_WRITTEN EXERCISE_
Please identify and copy every line of the records below that contains the word "picture". Matching is case-sensitive.

___ MATERIAL PROVIDED

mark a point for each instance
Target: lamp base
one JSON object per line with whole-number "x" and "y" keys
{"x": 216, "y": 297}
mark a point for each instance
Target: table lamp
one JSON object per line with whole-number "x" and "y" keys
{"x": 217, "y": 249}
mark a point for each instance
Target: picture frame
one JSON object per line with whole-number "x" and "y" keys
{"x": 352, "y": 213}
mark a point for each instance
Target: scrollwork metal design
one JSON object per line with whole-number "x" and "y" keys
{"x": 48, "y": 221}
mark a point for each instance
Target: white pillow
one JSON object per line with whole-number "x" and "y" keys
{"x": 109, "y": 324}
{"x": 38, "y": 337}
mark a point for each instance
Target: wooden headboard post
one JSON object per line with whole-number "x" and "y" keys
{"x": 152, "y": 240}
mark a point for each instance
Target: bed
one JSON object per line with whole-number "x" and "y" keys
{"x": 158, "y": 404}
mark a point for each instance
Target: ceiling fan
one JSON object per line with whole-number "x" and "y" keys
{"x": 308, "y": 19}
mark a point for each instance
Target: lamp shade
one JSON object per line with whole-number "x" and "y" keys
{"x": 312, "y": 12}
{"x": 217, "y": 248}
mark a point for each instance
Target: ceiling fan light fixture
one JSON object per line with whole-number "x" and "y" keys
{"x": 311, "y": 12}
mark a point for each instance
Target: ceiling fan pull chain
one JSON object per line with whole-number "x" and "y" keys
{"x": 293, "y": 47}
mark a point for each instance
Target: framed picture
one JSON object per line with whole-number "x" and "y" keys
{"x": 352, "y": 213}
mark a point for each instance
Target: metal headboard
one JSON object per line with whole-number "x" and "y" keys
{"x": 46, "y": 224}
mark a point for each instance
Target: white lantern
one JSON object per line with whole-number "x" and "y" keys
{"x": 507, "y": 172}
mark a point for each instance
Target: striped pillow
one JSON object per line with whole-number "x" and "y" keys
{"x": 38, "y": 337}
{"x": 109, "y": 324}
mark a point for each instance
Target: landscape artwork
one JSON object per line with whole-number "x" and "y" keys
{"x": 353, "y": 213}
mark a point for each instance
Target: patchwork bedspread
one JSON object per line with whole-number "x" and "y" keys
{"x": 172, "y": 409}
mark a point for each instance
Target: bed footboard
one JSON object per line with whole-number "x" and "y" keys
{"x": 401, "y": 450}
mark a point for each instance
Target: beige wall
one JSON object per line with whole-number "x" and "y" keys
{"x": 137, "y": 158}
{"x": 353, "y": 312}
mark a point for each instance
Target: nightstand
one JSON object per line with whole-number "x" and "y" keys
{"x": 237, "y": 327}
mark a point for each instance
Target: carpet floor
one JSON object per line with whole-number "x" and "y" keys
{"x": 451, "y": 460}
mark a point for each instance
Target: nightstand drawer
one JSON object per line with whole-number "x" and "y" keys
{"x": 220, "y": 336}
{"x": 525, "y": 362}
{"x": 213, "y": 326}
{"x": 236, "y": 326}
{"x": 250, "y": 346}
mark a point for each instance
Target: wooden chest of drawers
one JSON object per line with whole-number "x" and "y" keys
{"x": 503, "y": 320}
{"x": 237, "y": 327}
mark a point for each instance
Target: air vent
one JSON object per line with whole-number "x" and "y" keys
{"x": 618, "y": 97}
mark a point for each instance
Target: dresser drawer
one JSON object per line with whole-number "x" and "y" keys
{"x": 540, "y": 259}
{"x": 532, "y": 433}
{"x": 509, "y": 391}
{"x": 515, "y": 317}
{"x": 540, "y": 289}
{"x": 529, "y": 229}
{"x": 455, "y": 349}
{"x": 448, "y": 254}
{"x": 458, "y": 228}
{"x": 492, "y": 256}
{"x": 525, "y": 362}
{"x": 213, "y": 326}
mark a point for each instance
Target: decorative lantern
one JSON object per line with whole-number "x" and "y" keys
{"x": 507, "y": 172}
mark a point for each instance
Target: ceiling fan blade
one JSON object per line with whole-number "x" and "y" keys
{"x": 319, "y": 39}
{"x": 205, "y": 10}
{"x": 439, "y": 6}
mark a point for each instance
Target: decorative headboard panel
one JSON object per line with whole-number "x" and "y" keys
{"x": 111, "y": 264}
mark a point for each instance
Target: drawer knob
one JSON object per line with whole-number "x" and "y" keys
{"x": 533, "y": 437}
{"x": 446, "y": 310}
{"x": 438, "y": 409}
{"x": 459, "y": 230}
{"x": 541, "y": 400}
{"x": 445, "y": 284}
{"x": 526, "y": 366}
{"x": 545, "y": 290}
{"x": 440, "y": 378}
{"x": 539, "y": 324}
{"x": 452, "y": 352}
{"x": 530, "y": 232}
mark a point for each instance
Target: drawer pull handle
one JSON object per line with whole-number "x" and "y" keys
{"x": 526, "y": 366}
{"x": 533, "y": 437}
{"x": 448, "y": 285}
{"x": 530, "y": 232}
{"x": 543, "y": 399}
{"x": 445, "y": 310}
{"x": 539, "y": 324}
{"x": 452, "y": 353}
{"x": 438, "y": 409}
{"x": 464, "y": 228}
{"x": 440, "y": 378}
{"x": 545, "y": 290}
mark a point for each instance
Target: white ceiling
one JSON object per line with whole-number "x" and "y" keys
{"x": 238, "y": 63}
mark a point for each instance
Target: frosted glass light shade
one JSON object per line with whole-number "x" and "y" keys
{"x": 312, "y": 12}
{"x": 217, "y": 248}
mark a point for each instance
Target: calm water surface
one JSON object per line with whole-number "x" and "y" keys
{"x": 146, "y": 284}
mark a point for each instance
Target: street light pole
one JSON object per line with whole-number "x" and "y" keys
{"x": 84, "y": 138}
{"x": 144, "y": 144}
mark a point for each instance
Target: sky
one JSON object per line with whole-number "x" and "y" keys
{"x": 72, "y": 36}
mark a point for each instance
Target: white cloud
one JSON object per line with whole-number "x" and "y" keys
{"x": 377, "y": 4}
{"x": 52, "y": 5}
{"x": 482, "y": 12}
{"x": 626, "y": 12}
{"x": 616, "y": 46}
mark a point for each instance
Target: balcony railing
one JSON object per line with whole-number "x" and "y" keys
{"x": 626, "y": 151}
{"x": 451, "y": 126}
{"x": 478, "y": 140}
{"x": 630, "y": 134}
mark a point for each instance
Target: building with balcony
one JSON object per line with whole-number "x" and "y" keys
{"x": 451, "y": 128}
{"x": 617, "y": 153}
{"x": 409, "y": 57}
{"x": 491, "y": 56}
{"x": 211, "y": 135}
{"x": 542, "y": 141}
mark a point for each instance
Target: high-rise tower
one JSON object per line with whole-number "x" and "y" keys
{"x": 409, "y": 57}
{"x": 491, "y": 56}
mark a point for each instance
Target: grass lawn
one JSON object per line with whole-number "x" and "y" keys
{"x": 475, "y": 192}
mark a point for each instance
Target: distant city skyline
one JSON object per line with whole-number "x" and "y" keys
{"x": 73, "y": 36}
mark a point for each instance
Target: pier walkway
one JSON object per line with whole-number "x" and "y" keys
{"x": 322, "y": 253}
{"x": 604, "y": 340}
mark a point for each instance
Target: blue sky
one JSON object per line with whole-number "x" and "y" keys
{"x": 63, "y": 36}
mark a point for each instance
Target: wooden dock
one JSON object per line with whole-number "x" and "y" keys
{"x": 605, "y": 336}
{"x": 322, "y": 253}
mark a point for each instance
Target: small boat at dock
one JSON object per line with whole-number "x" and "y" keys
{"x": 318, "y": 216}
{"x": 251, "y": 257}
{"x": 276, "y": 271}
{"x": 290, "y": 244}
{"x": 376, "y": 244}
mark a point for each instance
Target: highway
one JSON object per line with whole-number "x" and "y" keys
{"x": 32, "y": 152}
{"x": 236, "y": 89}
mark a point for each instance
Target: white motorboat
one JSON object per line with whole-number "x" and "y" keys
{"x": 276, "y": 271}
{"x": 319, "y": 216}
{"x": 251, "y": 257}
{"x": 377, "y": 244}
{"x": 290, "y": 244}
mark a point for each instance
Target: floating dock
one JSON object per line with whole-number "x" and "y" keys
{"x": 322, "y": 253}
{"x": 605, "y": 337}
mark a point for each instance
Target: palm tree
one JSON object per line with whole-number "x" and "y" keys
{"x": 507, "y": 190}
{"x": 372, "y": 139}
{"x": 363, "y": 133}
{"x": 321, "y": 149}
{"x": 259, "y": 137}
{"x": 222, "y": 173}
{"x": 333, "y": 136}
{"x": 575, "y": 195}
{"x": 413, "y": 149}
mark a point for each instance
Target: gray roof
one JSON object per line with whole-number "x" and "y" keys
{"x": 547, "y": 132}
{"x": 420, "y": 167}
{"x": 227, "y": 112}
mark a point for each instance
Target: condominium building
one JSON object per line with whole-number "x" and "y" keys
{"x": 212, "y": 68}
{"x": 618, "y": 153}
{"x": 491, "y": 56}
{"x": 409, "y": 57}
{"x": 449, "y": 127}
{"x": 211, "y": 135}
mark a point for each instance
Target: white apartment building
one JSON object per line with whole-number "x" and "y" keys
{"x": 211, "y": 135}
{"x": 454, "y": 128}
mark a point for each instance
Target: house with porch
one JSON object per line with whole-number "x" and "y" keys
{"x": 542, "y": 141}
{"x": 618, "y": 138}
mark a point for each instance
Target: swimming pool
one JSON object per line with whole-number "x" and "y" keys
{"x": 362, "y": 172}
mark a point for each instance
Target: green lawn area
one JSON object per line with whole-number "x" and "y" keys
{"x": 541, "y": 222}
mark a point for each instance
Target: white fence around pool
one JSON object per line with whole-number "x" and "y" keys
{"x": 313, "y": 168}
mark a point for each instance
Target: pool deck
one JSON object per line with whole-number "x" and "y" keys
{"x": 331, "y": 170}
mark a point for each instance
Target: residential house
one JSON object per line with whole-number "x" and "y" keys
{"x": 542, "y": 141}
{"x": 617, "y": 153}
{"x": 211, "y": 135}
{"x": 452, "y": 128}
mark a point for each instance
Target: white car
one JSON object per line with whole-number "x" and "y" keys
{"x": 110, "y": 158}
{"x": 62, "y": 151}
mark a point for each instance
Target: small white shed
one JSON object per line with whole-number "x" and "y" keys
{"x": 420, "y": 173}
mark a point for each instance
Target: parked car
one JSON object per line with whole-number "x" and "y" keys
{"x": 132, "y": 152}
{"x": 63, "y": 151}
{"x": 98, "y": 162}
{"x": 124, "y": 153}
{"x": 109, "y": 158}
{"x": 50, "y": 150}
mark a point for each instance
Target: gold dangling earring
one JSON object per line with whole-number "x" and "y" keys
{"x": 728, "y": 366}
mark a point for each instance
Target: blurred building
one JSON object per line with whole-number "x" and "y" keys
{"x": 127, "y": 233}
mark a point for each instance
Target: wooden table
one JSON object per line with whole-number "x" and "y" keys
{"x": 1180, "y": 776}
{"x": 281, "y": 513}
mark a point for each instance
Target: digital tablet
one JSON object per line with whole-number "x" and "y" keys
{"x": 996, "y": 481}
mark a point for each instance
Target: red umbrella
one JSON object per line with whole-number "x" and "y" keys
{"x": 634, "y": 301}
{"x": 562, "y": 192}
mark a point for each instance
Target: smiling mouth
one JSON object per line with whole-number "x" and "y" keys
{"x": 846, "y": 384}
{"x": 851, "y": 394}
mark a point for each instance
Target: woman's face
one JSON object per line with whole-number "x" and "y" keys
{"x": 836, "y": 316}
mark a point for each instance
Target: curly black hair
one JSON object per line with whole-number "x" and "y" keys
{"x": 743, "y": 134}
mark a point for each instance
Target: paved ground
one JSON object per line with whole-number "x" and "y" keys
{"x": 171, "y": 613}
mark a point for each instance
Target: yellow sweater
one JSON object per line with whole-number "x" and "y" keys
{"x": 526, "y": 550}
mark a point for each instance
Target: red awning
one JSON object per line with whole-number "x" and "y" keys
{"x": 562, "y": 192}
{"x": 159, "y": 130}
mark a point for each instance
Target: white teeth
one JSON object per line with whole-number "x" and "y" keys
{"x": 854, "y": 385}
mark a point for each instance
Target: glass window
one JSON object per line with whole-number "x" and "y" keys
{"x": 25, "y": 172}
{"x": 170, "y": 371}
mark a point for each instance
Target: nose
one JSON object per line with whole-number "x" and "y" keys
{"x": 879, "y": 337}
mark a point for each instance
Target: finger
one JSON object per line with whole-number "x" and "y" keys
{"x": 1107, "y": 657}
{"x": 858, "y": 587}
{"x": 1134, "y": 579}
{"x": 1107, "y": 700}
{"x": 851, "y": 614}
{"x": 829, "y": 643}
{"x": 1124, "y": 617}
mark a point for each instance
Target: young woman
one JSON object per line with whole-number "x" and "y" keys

______

_RESPONSE FOR THIS EXERCISE_
Target: picture frame
Target: framed picture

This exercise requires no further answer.